**Task details**
Update the records below by swapping "put one point on every instance" for "mark each one with a single point" everywhere it occurs, then write all the lines out again with nothing else changed.

## Begin

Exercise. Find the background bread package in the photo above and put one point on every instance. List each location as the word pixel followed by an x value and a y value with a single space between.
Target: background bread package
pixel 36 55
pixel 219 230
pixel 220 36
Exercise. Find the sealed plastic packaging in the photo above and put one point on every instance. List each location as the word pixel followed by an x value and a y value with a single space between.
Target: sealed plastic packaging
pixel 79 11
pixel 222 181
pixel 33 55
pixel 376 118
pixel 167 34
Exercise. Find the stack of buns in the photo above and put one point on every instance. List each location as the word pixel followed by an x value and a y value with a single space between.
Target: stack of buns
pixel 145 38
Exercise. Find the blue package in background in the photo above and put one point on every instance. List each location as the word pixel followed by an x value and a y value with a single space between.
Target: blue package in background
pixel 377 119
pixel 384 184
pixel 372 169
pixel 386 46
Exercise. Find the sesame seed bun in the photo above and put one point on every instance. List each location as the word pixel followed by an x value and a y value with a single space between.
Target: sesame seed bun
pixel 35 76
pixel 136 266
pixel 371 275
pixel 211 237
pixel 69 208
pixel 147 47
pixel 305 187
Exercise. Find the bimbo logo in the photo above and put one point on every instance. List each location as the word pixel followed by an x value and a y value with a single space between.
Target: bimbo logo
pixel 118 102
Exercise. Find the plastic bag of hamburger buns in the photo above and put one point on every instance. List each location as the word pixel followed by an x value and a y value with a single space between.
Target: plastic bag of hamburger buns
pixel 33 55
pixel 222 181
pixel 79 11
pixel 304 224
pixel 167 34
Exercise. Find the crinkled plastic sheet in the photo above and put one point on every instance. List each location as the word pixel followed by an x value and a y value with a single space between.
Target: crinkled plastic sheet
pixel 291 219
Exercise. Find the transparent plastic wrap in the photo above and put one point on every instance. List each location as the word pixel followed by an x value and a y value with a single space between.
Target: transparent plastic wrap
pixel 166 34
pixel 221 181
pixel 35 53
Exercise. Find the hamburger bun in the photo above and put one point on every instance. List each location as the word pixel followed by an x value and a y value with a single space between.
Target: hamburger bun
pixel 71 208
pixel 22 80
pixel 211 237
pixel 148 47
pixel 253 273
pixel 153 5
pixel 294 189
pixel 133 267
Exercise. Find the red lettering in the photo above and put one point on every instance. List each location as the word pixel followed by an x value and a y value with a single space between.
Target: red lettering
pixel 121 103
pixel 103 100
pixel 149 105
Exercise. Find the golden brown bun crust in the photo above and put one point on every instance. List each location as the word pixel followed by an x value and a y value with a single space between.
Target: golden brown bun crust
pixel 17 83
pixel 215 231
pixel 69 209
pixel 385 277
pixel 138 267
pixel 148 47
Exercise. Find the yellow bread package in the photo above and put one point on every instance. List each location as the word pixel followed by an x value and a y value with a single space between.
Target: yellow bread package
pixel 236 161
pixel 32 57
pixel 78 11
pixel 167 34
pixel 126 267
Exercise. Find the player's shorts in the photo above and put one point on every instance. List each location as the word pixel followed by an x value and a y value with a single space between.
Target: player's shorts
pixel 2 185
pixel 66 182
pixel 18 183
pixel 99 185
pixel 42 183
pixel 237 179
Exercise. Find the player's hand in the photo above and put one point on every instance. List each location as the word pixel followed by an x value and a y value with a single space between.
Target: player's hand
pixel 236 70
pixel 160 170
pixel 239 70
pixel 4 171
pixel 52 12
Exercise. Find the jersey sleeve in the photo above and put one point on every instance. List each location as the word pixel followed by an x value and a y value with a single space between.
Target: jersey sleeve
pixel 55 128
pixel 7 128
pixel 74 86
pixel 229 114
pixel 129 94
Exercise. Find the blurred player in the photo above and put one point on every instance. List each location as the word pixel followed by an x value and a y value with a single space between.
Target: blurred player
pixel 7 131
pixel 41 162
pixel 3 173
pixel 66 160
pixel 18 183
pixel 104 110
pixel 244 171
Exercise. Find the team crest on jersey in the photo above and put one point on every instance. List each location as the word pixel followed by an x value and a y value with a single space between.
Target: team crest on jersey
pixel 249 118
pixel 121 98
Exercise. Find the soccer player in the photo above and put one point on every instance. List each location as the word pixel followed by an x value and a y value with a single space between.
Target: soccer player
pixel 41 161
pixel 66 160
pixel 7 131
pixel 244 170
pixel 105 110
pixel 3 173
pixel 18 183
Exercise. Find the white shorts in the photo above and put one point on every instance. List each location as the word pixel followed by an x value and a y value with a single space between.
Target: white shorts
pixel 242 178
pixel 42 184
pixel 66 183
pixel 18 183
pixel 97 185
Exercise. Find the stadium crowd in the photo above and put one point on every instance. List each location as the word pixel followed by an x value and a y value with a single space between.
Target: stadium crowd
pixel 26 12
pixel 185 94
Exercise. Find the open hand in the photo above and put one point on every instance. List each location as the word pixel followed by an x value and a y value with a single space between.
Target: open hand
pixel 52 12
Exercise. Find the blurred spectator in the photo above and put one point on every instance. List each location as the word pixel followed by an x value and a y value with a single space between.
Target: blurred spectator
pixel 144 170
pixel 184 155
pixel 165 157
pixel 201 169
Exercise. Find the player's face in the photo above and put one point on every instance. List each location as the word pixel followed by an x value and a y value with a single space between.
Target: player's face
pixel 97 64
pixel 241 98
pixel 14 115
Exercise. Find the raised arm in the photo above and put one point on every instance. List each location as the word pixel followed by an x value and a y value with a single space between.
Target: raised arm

## End

**Task result**
Exercise. Find the background bread package in the photo above and mark each one with a single point. List each location as the word pixel followed by an x value and a y value with a single space between.
Target: background bread package
pixel 36 55
pixel 219 230
pixel 220 36
Exercise. Find the sealed plastic packaging in the photo above and mark each one with a single point. List each location as the word pixel followed by an x value and a y value with a single space between.
Target: sealed plastic packaging
pixel 79 11
pixel 222 181
pixel 33 55
pixel 376 118
pixel 167 34
Exercise. Find the stack of buns in the photo above and mark each one with a single point. List each location as the word pixel followed by an x value and a y value with a single space between.
Target: stack of buns
pixel 145 38
Exercise. Find the blue package in background in the photo above and mark each one with a single point. List each location as the word pixel followed by an x value and a y value with a single space between.
Target: blue package in background
pixel 377 119
pixel 384 184
pixel 372 169
pixel 386 46
Exercise. Find the sesame seed bun in the photo above and mark each one with a single point. List each location as the word pixel followed by an x value and a y value with a single space between.
Target: sesame seed bun
pixel 35 76
pixel 136 266
pixel 371 275
pixel 211 237
pixel 69 208
pixel 147 47
pixel 305 187
Exercise. Find the bimbo logo in the photo above and mark each one with a single point. List each location as the word pixel followed by an x value and a y value with a single space between.
Target: bimbo logo
pixel 118 102
Exercise. Find the plastic bag of hamburger buns in the photo above and mark each one with a single point. List each location as the word pixel followed by an x value and a y value with a single space between.
Target: plastic bag of hamburger buns
pixel 33 55
pixel 222 181
pixel 79 11
pixel 304 224
pixel 167 34
Exercise. Find the crinkled plastic sheet in the photo above and mark each one with a single point. List each location as the word pixel followed by an x value and a y value with a single space between.
Target: crinkled plastic sheet
pixel 291 219
Exercise. Find the transparent plastic wrap in the photo above and mark each one with a single point. List each location as the word pixel followed by an x value and a y value with a single space between.
Target: transparent plastic wrap
pixel 166 34
pixel 221 181
pixel 35 53
Exercise. Find the hamburger bun in the photo above and mark each one with a single point. List each location as the word pixel followed by an x value and a y value with a single space between.
Target: hamburger bun
pixel 71 208
pixel 22 80
pixel 211 237
pixel 148 47
pixel 253 273
pixel 153 5
pixel 294 189
pixel 133 267
Exercise. Find the red lettering in the photo above and mark each one with a single point. List each location as the word pixel followed by an x value and a y value with a single space between.
Target: red lettering
pixel 121 103
pixel 103 100
pixel 149 105
Exercise. Find the golden brown bun crust in the photo above and mark each one with a single point. List each location as the word pixel followed by an x value and a y value with a single space between.
Target: golden brown bun crust
pixel 17 83
pixel 215 231
pixel 69 209
pixel 385 277
pixel 138 267
pixel 148 47
Exercise. Find the yellow bread package in the photo above and mark each one with a single point. List each location as the word pixel followed by an x value and a y value with a single space between.
Target: yellow bread package
pixel 236 161
pixel 32 57
pixel 78 11
pixel 167 34
pixel 126 267
Exercise. Find the player's shorts in the photo above and mark each one with a single point. List each location as the word pixel followed by an x value and a y value with a single space between.
Target: player's shorts
pixel 2 185
pixel 66 182
pixel 18 183
pixel 99 185
pixel 42 183
pixel 237 179
Exercise. Find the player's hand in the photo above and mark each one with a single point. List each location as the word pixel followed by an x value and a y value with a single space between.
Target: player's hand
pixel 236 70
pixel 160 170
pixel 239 70
pixel 4 171
pixel 52 12
Exercise. Find the jersey sleeve in the photo above and mark each one with a single point. List each location as the word pixel followed by an x value and a y value with a single space between.
Target: jersey sleeve
pixel 55 128
pixel 7 128
pixel 74 86
pixel 229 114
pixel 129 94
Exercise. Find the blurred player in the photo above and mark each one with a single point. List each location as the word pixel followed by an x value and a y value with a single space between.
Target: blurred player
pixel 7 131
pixel 41 162
pixel 3 173
pixel 66 160
pixel 18 183
pixel 104 110
pixel 244 171
Exercise. Find the team crest on jersey in the photo above and mark each one with a single point. List each location as the word pixel followed by an x value and a y value with a single space between.
Target: team crest on jersey
pixel 249 118
pixel 121 98
Exercise. Find the soccer player in the photo above and mark each one with a single point. List each location as the word pixel followed by an x value and a y value with a single space between.
Target: soccer player
pixel 41 161
pixel 66 160
pixel 7 131
pixel 244 170
pixel 105 110
pixel 3 173
pixel 18 183
Exercise. Find the white shorts in the photo above and mark each one with a single point. List each location as the word pixel followed by an x value and a y value with a single space between.
Target: white shorts
pixel 242 178
pixel 42 184
pixel 66 183
pixel 18 183
pixel 97 185
Exercise. Find the stadium crowd in the photo above and mark each one with a single point. List each location as the word pixel followed by an x value and a y value with a single space between.
Target: stadium crowd
pixel 26 12
pixel 185 94
Exercise. Find the open hand in the photo above and mark each one with a single point. List each location as the word pixel followed by an x value and a y value with a single space between.
Target: open hand
pixel 52 12
Exercise. Find the blurred spectator in the photo above and mark each one with a single point. List each location as the word pixel followed by an x value and a y value with a single space between.
Target: blurred spectator
pixel 144 170
pixel 184 155
pixel 165 157
pixel 201 169
Exercise. Find the player's face in the photo above and mark each one with a single point. List each location as the word pixel followed by an x value and a y value with a single space between.
Target: player's face
pixel 97 64
pixel 241 98
pixel 14 115
Exercise. Find the raised arm in the photo above and mark each one with a single point. List each location as the word pixel followed by an x value and a y value with a single space between.
Target: raised arm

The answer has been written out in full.